SET TASK —
Lines before the one containing "Reviewer note: confirm that each instance of the green" are excluded; reproduce that line and all lines after it in the entries below, exactly.

═════ INPUT MATERIAL

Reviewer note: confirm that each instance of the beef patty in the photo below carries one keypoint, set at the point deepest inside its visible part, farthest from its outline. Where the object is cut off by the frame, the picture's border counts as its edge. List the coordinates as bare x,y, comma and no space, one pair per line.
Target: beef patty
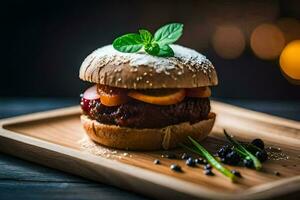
137,114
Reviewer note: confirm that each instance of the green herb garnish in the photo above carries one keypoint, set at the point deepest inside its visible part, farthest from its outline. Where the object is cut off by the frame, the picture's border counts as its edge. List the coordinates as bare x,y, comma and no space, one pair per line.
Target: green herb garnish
157,45
199,149
242,151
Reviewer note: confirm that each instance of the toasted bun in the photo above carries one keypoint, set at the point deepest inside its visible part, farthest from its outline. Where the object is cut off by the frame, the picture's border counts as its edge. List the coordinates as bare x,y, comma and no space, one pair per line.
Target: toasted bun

══════════

OUTPUT BELOW —
Reviewer note: confirm that each instance of the green herb garnish in the photo above carries one keypoint, set at the point deepest inside its visible part, farthest from its outline. Where the object is cut off by the frame, the picture's border counts as its edge. List the coordinates as bare x,y, comma and no space, one pair per line.
Target: green herb garnish
157,45
199,149
242,151
Reviewer note: confirm that each instance of the toasted bun in the photo above carries one keypoint, set at the point deepest inside its visible part, farthest from its outline. Where the object is cut off by the frame, the picture's border counts as its edge. List the coordinates as bare x,y, comma and no space, one pair per line.
Target: toasted bun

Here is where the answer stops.